Shared ground
This passage treats “different doctrine” as more than a minor preference. It is identified by a refusal to accept “sound words,” which are tied to the Lord Jesus Christ (explicit claim) and to teaching that fits a life shaped by reverence toward God (explicit contrast). The writer connects bad teaching with a recognizable posture: inflated self-confidence paired with real ignorance (explicit description).
The passage also insists that corrupt teaching has predictable social effects. An argumentative, combative focus (“word battles”) does not stay theoretical; it generates jealousy, conflict, insults, and ongoing suspicion (explicit outcomes). It then exposes a motive that can hide behind religious language: treating godliness as a tool for making money (explicit motive claim).
Where interpretation differs (only where needed)
How narrow the target is. Some read “different doctrine” as aimed mainly at the immediately preceding issue (how dependent workers relate to masters in 6:1–2). Others read it as a broader description of false teaching in the community, with 6:1–2 being one example.
What “words of our Lord Jesus Christ” means. Some understand it as specific remembered sayings of Jesus that function as a standard. Others take it more generally as the authoritative teaching about Jesus that the church recognizes as faithful to him.
What “withdraw” involves. Some understand it as limiting the person’s influence (not giving them a platform as a teacher) while still leaving room for ordinary contact. Others understand it as a stronger separation from the person’s circles to avoid being pulled into their conflict cycle.

• **Material provided**

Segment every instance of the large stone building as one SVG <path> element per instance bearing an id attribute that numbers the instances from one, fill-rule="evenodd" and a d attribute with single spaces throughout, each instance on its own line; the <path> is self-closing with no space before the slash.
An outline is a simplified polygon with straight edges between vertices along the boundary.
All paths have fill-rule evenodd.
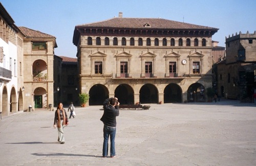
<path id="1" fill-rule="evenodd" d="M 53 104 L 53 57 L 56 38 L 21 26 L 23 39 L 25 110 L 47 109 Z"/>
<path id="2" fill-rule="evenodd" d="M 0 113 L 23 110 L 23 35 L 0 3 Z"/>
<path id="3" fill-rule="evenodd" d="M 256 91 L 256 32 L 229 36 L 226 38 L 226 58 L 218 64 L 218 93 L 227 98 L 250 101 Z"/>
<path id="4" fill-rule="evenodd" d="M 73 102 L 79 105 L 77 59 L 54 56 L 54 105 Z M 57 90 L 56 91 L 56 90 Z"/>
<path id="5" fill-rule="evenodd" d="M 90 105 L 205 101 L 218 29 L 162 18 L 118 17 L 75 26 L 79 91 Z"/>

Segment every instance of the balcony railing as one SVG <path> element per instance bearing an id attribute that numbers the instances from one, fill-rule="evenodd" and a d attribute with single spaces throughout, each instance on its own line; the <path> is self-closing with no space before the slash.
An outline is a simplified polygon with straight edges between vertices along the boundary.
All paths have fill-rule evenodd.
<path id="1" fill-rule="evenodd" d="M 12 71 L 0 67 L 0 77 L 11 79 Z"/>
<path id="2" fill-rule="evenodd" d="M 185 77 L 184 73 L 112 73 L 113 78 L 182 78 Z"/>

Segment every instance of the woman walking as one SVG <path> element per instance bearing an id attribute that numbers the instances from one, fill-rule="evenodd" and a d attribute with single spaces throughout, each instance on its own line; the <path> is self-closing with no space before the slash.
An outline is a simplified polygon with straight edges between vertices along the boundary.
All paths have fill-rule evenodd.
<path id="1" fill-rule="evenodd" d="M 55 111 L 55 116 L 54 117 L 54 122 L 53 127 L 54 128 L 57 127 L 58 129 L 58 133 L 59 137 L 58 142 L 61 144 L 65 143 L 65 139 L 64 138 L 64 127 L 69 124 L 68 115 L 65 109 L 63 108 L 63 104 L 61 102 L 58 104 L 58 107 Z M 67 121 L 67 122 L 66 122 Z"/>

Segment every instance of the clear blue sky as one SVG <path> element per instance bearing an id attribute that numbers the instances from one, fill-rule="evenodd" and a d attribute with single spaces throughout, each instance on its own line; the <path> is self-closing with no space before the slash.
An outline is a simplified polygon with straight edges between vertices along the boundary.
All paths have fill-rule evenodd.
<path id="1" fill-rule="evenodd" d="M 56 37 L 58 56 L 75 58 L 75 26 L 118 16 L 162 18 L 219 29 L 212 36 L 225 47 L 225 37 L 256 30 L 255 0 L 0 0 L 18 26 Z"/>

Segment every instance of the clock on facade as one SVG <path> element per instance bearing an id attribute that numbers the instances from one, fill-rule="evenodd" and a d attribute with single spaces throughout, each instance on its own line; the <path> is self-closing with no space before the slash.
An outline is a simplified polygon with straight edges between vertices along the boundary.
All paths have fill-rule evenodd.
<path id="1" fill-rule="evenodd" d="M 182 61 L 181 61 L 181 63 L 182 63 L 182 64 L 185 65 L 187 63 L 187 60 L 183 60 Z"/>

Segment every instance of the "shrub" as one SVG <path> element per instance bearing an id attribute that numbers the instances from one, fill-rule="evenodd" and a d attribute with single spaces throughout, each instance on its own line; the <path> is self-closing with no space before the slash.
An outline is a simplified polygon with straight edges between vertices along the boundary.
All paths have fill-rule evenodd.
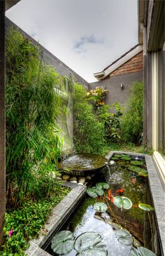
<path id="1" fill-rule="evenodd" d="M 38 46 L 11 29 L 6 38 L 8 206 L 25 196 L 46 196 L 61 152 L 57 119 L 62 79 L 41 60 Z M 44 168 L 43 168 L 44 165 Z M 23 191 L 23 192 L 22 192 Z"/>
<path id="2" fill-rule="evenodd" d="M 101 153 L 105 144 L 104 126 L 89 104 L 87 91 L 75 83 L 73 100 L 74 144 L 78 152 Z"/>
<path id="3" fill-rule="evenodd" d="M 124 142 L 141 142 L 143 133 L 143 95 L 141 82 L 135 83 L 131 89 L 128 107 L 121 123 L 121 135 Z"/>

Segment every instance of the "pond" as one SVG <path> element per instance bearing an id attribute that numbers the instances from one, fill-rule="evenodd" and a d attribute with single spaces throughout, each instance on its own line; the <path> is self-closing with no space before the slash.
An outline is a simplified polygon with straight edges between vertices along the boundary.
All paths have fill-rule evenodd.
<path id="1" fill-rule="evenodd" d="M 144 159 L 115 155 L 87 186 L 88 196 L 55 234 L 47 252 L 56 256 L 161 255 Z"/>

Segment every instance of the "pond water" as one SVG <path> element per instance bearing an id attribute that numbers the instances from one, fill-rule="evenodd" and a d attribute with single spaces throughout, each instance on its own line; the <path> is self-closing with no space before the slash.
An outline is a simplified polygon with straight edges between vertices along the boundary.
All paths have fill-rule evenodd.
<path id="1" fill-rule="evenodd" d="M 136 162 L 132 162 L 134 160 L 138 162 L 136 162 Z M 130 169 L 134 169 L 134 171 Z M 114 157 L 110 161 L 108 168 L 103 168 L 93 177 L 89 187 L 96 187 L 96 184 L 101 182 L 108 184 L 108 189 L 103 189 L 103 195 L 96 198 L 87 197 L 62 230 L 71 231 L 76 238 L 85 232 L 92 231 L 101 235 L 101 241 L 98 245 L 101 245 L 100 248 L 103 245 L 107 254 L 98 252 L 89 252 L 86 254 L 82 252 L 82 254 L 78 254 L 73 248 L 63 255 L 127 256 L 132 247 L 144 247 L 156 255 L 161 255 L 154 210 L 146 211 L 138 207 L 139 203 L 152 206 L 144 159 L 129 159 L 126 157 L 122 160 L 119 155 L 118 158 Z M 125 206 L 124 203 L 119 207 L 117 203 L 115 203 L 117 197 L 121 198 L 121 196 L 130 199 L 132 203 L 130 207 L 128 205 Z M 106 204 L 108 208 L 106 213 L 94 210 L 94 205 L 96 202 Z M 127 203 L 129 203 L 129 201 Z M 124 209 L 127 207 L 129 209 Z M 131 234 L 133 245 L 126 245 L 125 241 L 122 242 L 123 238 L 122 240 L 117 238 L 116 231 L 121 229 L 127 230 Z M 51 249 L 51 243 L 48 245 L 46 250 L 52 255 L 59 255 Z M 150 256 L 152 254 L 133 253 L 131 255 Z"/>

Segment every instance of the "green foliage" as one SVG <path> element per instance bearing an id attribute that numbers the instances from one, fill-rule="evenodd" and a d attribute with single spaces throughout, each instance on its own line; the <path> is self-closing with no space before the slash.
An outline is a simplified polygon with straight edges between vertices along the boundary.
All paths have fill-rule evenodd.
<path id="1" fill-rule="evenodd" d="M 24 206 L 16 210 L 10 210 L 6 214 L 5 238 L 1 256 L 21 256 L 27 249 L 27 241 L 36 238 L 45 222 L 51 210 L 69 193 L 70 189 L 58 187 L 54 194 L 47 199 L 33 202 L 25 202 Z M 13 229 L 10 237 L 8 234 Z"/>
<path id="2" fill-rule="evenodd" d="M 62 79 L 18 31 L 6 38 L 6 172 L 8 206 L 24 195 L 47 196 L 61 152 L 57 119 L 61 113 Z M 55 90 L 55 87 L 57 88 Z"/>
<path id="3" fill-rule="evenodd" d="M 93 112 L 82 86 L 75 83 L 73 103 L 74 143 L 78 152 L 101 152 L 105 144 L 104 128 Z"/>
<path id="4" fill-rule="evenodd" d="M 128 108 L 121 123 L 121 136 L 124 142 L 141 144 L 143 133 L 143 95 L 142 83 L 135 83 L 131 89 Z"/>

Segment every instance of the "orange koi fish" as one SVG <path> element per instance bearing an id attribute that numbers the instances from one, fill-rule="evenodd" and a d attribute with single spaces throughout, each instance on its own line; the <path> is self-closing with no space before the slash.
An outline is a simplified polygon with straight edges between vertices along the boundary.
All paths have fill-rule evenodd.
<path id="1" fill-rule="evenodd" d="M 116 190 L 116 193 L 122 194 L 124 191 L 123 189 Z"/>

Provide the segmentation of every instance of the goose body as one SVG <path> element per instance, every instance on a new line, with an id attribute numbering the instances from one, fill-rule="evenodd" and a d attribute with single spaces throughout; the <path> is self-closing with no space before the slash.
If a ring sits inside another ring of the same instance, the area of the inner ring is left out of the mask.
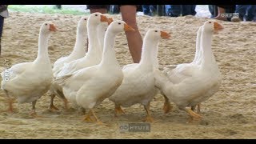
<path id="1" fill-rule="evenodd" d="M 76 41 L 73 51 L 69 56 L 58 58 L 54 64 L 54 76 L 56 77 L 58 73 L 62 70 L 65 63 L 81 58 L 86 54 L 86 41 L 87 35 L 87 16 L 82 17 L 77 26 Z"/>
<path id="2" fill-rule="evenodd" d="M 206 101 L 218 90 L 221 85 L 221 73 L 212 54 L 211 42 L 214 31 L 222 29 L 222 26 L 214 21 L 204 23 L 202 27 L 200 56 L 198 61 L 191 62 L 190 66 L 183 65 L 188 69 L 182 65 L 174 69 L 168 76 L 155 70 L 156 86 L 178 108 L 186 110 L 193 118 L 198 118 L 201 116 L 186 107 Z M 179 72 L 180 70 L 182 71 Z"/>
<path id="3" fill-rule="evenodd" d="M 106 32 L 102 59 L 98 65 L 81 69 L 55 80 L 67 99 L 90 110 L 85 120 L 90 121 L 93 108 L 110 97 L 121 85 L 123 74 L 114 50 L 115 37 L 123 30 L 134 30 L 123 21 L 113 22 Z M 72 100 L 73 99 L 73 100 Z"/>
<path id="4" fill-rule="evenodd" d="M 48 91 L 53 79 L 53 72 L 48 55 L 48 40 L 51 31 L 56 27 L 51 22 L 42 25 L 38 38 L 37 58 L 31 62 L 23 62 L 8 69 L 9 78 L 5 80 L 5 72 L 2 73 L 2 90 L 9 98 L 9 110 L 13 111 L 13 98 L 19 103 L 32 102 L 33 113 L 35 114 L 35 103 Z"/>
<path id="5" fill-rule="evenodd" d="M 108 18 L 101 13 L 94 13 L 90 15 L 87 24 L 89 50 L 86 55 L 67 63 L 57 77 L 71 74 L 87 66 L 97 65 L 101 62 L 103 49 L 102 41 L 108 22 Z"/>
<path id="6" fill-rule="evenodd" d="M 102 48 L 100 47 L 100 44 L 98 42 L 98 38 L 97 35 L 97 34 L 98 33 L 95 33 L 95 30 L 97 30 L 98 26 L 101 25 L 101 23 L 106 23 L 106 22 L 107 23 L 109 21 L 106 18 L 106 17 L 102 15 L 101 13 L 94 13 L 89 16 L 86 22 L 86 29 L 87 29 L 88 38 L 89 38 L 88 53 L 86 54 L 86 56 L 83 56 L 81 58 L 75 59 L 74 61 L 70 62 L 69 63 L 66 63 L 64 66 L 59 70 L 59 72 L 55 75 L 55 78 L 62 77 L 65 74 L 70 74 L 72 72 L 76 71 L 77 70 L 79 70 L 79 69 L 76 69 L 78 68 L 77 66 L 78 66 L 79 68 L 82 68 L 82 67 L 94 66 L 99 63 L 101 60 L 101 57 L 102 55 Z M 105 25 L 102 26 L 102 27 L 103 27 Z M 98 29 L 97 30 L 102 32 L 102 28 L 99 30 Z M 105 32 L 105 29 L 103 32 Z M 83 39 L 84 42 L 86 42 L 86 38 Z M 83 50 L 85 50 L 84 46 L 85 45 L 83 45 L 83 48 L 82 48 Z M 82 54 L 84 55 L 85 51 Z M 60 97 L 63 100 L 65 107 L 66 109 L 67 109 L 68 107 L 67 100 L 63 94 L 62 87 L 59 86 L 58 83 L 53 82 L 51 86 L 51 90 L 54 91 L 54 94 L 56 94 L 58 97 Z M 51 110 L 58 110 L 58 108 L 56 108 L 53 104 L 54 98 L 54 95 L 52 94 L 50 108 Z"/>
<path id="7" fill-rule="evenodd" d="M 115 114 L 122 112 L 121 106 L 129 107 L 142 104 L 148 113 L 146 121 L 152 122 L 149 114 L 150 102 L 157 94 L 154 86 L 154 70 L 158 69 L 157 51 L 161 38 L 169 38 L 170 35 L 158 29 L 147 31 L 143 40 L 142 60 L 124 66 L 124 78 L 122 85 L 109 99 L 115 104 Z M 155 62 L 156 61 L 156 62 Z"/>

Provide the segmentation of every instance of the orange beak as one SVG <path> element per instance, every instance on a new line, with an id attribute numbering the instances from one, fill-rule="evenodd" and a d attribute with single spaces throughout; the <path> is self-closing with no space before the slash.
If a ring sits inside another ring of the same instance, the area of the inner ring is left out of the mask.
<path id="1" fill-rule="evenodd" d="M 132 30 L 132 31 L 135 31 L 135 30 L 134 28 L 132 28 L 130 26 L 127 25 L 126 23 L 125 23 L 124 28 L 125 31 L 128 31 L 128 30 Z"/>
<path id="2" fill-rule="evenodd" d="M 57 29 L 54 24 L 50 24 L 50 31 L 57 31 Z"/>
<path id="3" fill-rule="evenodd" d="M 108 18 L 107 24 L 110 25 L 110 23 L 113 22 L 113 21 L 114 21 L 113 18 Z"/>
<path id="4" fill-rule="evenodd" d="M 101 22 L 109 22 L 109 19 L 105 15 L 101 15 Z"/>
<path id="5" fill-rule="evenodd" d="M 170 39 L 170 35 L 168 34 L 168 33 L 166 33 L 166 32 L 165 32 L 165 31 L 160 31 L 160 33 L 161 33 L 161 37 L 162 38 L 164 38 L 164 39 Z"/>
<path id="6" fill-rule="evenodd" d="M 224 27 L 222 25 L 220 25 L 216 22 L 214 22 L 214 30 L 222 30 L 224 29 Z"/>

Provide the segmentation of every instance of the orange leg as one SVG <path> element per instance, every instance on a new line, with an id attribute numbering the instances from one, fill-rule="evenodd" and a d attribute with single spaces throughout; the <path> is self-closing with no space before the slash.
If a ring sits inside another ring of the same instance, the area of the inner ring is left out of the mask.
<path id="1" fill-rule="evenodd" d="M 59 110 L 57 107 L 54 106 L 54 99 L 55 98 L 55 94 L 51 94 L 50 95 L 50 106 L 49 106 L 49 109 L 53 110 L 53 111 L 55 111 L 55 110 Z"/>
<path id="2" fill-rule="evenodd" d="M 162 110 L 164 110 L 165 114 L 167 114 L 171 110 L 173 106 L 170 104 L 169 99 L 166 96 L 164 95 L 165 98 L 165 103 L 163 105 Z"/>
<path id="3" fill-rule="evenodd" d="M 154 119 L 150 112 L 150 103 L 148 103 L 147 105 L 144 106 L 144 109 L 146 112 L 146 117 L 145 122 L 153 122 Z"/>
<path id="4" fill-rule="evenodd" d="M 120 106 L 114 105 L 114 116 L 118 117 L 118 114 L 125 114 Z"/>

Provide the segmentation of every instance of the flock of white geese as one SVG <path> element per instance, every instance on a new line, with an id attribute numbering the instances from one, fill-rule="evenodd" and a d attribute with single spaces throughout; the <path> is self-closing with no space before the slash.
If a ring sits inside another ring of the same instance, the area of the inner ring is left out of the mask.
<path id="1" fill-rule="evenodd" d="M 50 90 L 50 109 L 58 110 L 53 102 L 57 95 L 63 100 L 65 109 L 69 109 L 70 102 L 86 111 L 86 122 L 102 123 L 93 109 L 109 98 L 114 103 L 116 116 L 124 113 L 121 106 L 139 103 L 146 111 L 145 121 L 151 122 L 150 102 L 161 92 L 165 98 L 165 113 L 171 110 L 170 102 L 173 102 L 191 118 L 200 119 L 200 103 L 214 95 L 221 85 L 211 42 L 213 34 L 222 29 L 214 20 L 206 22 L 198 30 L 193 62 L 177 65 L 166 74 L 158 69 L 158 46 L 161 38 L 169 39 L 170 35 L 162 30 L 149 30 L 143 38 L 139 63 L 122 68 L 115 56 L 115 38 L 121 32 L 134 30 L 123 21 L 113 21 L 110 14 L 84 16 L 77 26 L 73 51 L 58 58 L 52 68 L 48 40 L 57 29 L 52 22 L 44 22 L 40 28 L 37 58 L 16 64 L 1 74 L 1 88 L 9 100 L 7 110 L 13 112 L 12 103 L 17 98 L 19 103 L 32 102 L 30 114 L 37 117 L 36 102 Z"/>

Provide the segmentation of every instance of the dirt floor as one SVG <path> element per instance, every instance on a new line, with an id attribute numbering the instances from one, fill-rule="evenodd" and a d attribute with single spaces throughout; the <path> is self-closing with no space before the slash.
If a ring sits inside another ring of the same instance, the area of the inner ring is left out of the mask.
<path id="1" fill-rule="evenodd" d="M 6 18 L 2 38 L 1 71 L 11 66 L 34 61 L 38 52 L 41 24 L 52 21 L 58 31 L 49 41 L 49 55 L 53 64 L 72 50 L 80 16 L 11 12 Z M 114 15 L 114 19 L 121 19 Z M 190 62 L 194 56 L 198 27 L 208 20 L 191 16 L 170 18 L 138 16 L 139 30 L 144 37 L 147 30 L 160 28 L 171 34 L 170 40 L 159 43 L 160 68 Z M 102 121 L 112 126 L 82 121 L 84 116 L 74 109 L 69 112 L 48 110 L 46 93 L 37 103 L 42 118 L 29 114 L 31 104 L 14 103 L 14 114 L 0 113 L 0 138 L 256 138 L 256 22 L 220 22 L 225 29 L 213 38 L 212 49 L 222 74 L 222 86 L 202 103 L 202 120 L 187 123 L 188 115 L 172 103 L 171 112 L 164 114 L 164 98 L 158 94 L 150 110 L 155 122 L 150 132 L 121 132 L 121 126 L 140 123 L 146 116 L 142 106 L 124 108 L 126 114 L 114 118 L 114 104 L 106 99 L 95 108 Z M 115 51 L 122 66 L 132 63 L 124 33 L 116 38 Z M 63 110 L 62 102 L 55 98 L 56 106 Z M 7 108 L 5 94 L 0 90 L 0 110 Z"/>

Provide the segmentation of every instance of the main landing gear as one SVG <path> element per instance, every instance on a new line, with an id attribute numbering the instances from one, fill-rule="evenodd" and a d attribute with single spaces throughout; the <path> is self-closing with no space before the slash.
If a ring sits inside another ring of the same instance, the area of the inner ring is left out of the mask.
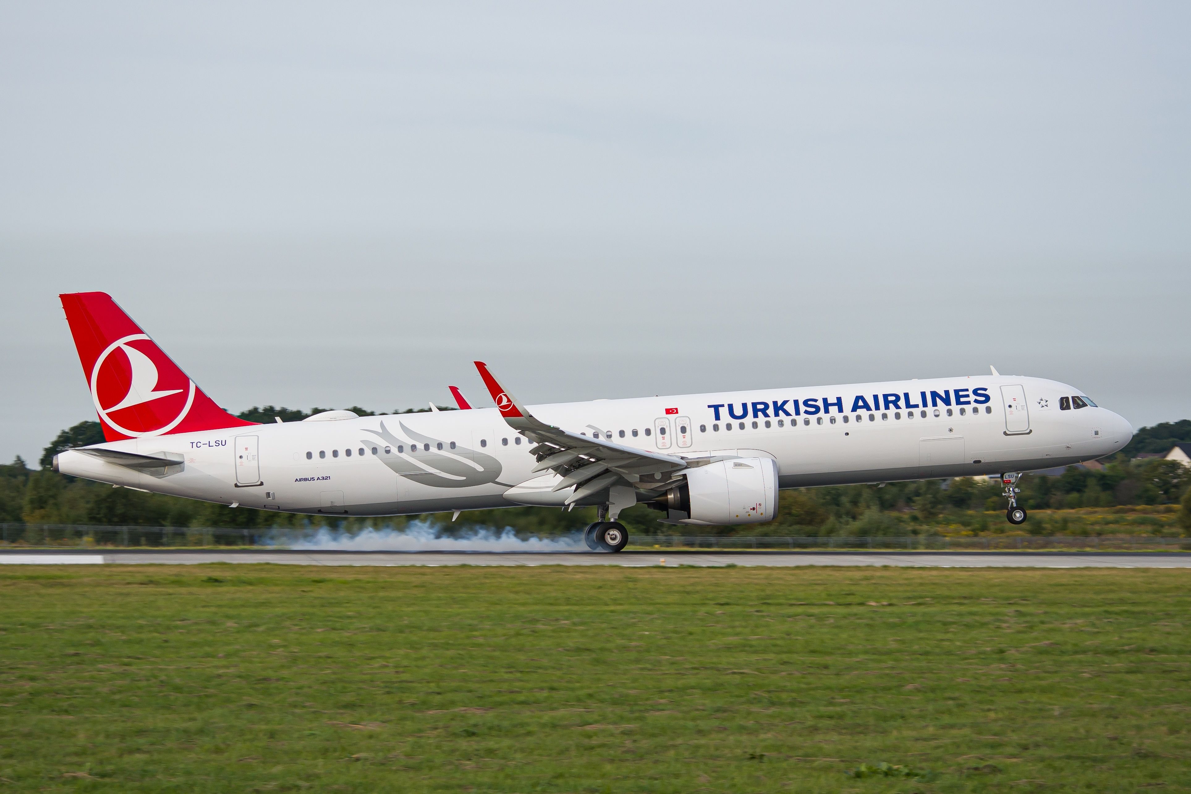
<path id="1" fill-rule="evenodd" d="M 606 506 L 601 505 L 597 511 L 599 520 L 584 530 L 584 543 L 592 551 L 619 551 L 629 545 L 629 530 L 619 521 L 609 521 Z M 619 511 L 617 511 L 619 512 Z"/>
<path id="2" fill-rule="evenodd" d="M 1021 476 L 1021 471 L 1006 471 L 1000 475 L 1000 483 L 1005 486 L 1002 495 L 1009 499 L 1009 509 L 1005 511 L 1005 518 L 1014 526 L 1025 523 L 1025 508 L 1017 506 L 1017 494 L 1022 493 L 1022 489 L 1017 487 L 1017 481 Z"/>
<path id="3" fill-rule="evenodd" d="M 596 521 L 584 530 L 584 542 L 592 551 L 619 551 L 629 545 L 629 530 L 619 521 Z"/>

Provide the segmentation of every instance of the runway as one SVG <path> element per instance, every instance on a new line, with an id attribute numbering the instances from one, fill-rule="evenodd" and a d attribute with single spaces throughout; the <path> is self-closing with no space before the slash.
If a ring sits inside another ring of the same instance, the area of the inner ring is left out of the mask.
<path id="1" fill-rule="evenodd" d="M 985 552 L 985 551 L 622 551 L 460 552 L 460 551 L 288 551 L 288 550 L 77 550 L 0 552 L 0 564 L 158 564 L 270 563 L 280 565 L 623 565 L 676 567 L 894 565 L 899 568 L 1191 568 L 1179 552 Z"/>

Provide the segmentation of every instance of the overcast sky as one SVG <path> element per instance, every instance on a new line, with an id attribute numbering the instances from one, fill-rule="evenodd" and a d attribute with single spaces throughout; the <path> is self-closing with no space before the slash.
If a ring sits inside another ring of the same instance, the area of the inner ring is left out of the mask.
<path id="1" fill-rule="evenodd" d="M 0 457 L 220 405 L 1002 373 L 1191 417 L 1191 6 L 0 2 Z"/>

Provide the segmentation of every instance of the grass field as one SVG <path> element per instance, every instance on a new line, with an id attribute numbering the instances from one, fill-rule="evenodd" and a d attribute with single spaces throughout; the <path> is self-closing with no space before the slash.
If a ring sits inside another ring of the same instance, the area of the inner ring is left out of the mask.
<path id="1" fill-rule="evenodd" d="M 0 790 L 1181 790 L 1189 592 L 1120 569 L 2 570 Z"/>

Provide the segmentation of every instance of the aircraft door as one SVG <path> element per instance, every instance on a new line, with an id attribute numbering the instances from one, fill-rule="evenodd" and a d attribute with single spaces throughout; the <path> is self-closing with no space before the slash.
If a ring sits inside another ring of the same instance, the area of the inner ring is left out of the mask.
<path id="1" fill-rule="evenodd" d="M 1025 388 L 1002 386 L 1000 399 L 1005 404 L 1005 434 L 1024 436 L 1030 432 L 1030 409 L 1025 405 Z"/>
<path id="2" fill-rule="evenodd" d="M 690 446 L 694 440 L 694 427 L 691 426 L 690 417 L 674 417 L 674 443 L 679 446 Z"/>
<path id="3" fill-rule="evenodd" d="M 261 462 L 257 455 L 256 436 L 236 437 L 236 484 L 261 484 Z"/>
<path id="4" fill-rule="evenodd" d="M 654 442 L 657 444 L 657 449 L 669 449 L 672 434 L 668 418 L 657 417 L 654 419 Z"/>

• **What this task involves**
Answer these questions from the text about "different doctrine":
1. What posture does the writer connect with bad teaching?
2. What motive does the text say can hide behind religious language?
3. According to some readers, what immediately preceding issue is "different doctrine" aimed at?
The records have no connection to the text about "different doctrine."

• **Exercise solution**
1. Inflated self-confidence paired with real ignorance.
2. Treating godliness as a tool for making money.
3. How dependent workers relate to masters in 6:1–2.